(KURZE ÜBUNG 1): Welcher Wert der Staatsverschuldung wird im Text über die Studie von Rogoff und Reinhart als „magische Grenze“ angegeben?
(KURZE ÜBUNG 2): Nenne alle Personen, die im Text über die Studie von Rogoff und Reinhart namentlich erwähnt werden.
(KURZE ÜBUNG 3): Schreibe den Text über Rogoffs Antwort auf seine Kritiker nach dem letzten Satz weiter.

(TEXTAUSZUG):
◆ ◆ ◆
Wenige Studien erhalten so viel Aufmerksamkeit wie jene der Ökonomen Kenneth Rogoff von Carmen M. Reinhart: Während der Euro-Schuldenkrise war die von ihnen aufgestellte "magische Grenze" von 90 Prozent in aller Munde, ab der die Staatsverschuldung zum Problem für das BIP-Wachstum werden soll. (Zum Download der Studie). Allein: Vor einem halben Jahr stellte sich heraus, dass sich ein fataler Excel-Fehler eingeschlichen hatte. Kritiker der Sparpolitik reagierten mit Schadenfreude, der Nobelpreisträger Paul Krugman schrieb in einem Blog: "Einige von uns haben nie daran geglaubt".

"Das war ein Massaker"

Nun hat Ex-IWF-Chefökonom Rogoff im Wirtschaftsmagazin "Capital" erstmals umfassend auf die Vorwürfe reagiert - und seine Kritiker scharf angegriffen: "Das war keine Debatte. Das war eine haltlose persönliche Attacke, von Leuten mit einer starken politischen Agenda", sagte der Harvard-Ökonom im Interview. "Es gab keinen Kampf. Das war ein Massaker." Rogoff sprach von einer "Hexenjagd" und einem "orchestrierten Angriff von linken Bloggern und Lobbyisten".
◆ ◆ ◆
(DATENAUSZUG):
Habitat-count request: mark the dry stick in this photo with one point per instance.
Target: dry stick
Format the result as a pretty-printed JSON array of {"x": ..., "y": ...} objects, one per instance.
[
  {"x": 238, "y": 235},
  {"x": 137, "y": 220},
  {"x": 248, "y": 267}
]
◆ ◆ ◆
(ANTWORT ZUR ÜBUNG 1): 90 Prozent

(ANTWORT ZUR ÜBUNG 2): Kenneth Rogoff, Carmen M. Reinhart, Paul Krugman

(ANTWORT ZUR ÜBUNG 3):
Rogoff räumt den Rechenfehler zwar ein, verteidigt aber das Ergebnis. Der Fehler "war peinlich, aber er hatte keine große quantitative Bedeutung", verteidigt sich der Ökonom. "Der wichtigste Punkt ist, nach der ganzen polemischen Hitze, dass mein Kernergebnis steht: Sehr hohe Schulden sind verbunden mit niedrigerem Wachstum." Rogoff warnt davor, Defizite zu verharmlosen: "Wenn irgendjemand denkt, dass Rekordschulden in Ordnung sind, dann liegt er falsch. Die Geschichte lehrt das Gegenteil", so Rogoff.

Rogoff befürchtet "soziale Explosion" in Europa

In der Euro-Schuldenkrise rät er zu einem massiven Schuldenschnitt. "Ich muss den Deutschen leider sagen: Ihr werdet euer Geld nicht zurückbekommen, nicht alles", sagte Rogoff. "Je früher ihr einen großzügigen Deal macht, desto besser ist es." Rogoff bezog sich nicht nur auf Griechenland, sondern die "ganze Peripherie" - also auch Länder wie Portugal, Spanien und Irland. "Ich fürchte, es wird eine soziale Explosion geben, bevor diese Länder aus der Schuldenkrise wachsen."